* [EXERCISE BRIEF] Repeat exactly, and only, the lines from the one holding "Reviewer check: every instance of the white" through the last line of the records below.

* [MATERIALS PROVIDED]
......
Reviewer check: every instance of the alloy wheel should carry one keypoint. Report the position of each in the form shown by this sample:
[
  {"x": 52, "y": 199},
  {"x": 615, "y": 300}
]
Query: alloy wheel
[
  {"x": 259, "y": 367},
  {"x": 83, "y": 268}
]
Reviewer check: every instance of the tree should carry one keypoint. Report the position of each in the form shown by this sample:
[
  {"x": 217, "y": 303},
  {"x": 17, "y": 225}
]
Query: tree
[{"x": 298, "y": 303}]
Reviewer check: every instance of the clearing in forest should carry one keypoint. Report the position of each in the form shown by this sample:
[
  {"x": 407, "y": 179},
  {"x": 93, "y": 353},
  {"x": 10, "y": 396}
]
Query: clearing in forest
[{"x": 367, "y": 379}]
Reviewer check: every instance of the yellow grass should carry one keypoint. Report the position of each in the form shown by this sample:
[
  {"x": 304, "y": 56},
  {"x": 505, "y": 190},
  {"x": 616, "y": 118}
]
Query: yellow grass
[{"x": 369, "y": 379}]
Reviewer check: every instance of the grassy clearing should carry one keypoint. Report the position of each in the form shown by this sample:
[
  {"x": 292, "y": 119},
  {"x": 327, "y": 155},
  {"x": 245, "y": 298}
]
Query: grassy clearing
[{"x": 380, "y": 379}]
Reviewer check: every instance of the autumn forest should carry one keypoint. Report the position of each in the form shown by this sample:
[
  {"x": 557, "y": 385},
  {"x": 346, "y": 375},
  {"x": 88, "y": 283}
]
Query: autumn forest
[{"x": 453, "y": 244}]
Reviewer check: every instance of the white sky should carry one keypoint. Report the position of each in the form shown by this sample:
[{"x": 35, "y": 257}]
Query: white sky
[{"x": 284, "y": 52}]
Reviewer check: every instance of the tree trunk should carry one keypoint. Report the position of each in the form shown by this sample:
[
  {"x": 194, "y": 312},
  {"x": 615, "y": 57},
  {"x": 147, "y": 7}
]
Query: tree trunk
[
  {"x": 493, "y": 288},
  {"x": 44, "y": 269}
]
......
* [TASK RESULT]
Reviewer check: every instance of the white sky should carry one keypoint. Report the position of each in the form shown by this sample:
[{"x": 35, "y": 257}]
Query: white sky
[{"x": 284, "y": 52}]
Reviewer check: every instance of the tree trunk should carry one keypoint. Report the position of each in the form shown by this sample:
[
  {"x": 194, "y": 312},
  {"x": 615, "y": 57},
  {"x": 147, "y": 7}
]
Query: tree trunk
[
  {"x": 493, "y": 288},
  {"x": 44, "y": 269}
]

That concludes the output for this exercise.